→ **Tasks to carry out**
1) Name every sports team mentioned in the news story about the B.C. Place workers' strike vote.
2) Answer these from the news story about the B.C. Place workers' strike vote:
(a) Where is Thursday's voting held?
(b) On what date did Local 1703 members meet?
(c) To which company has management contracted some of the union's security work?
3) Pick up the news story about the B.C. Place workers' strike vote after its final sentence and keep writing.

B.C. Place workers considering strike action

Thursday vote won’t affect stadium’s reopening on Friday

By Bob MacKin, Vancouver Courier September 28, 2011

When B.C. Place Stadium reopens Friday, its unionized workers could be counting the hours until they walk off the job.

Members of the B.C. Government and Service Employees’ Union Local 1703 will vote Thursday on whether to give negotiators the power to declare a strike. BCGEU spokeswoman Karen Tankard said the union wants a new collective bargaining agreement, not a strike.

“It’s not our intention to issue the 72-hour strike notice anyway, it is something we will have in our [bargaining] arsenal,” Tankard said.

Tankard said B.C. Lions and Vancouver Whitecaps’ fans can rest assured the teams’ first matches in the stadium won’t be affected. The Lions return to host the Edmonton Eskimos Friday at 7: 30 p.m., while the Whitecaps play their first Major League soccer game downtown against the Portland Timbers Sunday at 1: 30 p.m.

Thursday’s 10 a.m. to 8 p.m. voting at the Hyatt Regency was announced after Local 1703 members met Sept. 23. Tankard said Monday, “we have no response” from employer B.C. Pavilion Corporation since the announcement.

“This is all about job security,” she said. “B.C. Place management wants to downgrade some of the jobs to part-time and management has contracted some of our security work to Genesis Security.”

→ **Given information**
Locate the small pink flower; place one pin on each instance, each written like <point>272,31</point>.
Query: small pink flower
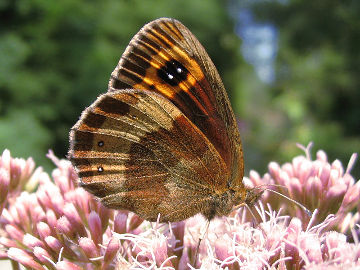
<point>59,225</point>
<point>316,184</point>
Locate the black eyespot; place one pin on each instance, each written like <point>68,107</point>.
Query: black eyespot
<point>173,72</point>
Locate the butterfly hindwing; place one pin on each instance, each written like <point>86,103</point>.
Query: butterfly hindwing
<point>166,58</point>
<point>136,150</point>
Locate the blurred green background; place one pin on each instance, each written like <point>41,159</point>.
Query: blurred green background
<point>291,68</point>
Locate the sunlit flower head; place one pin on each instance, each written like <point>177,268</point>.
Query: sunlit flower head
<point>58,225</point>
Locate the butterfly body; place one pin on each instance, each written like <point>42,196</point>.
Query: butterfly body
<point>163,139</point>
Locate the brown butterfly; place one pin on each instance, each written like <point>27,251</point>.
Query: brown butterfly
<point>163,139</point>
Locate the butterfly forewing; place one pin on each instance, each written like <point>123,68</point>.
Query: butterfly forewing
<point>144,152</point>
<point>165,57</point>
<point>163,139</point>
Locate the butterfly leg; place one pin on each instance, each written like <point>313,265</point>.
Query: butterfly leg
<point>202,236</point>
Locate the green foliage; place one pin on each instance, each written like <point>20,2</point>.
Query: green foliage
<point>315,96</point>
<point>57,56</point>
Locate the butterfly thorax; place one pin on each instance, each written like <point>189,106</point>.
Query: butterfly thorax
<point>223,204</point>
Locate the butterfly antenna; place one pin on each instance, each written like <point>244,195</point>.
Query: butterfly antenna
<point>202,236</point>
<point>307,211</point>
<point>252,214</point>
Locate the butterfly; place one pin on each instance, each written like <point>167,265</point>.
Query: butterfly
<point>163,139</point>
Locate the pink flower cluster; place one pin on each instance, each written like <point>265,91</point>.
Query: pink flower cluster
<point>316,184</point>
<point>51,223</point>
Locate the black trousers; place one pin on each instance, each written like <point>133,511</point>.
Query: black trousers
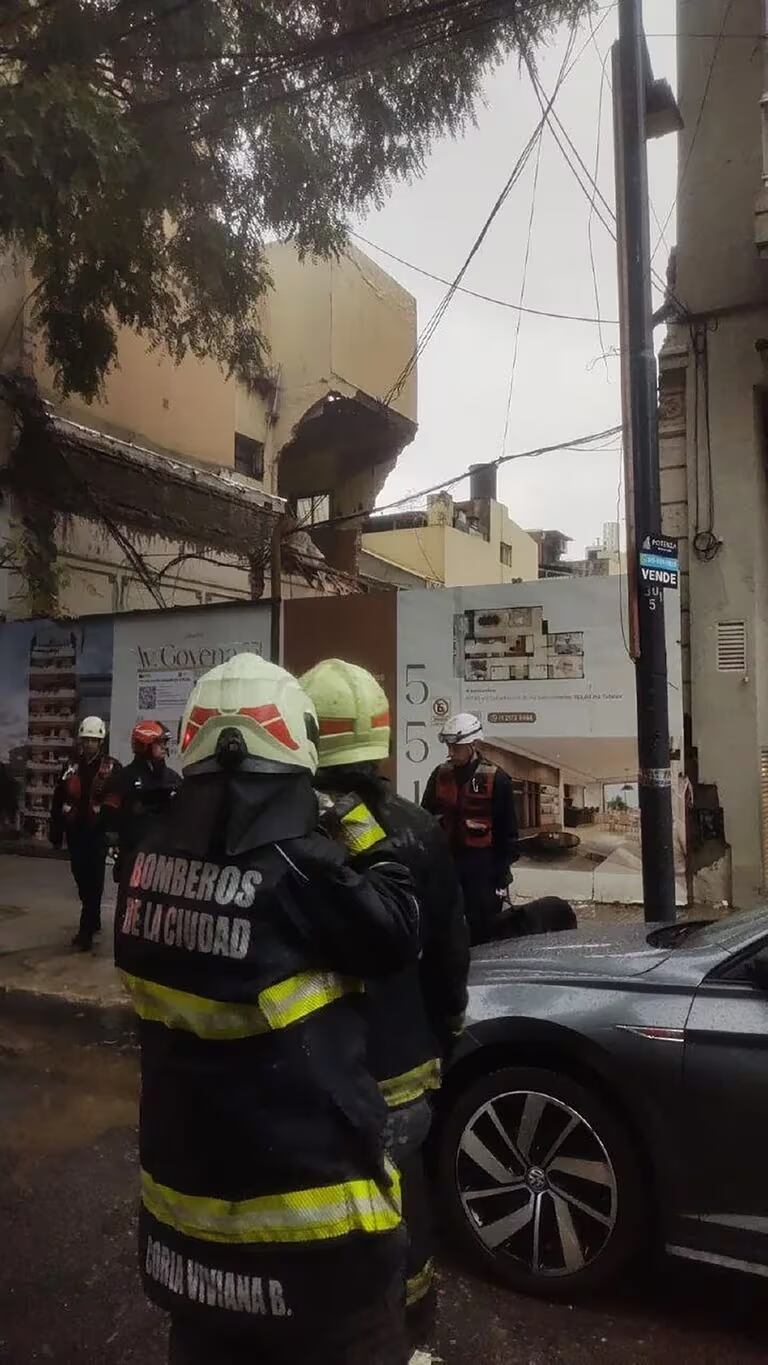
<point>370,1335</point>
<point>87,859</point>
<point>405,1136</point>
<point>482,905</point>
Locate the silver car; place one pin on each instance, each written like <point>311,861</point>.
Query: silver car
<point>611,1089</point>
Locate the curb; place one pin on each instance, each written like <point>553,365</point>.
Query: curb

→ **Results for the exercise**
1) B.C. Lions, Vancouver Whitecaps, Edmonton Eskimos, Portland Timbers

2)
(a) At the Hyatt Regency
(b) Sept. 23
(c) Genesis Security

3)
No pay raise is on the table because of the government-wide wage freeze. Tradespeople, building and event maintenance workers earn $29.59 per hour under the four-year contract that expired May 31. At the lowend, event housekeepers and hosts earn $13.99 per hour. New workers get 15 per cent less until their pay is toppedup with a retention bonus after achieving 100 hours.

“It’s not money, it’s job security,” Tankard said. “The workers are subject to the provincial government mandate. They have to serve it for two years.”

PavCo, according to a prepared statement, “has no comment on the strike vote, or any other aspect of the ongoing negotiation process.”

Scheduled sessions with mediator Mark Brown ended Sept. 8, but informal talks continued.

If B.C. Place events are disrupted, games could be shifted back to Empire Field. Crews from Nussli, the Switzerland-based supplier of the temporary grandstands, are expected to begin the dismantling job in October.

The Whitecaps lost their last scheduled match there on Sept. 24 to the Seattle Sounders but are training there three times this week. Whitecaps chief executive Paul Barber said the club is “totally focused” on moving to B.C. Place.

“For us it’s business as usual,” Barber said. “We’re keeping in close touch with the guys at PavCo for any information. It’s not our dispute, we’re not involved in it.”

Government intervened to solve a short-lived B.C. Place strike in February 2005 that delayed a boat show set-up.

Meanwhile, Sarah McLachlan will sing “O Canada” before Friday’s Lions’ kickoff. A Patrick Roberge Productions halftime show will celebrate the new era for the building that opened in 1983.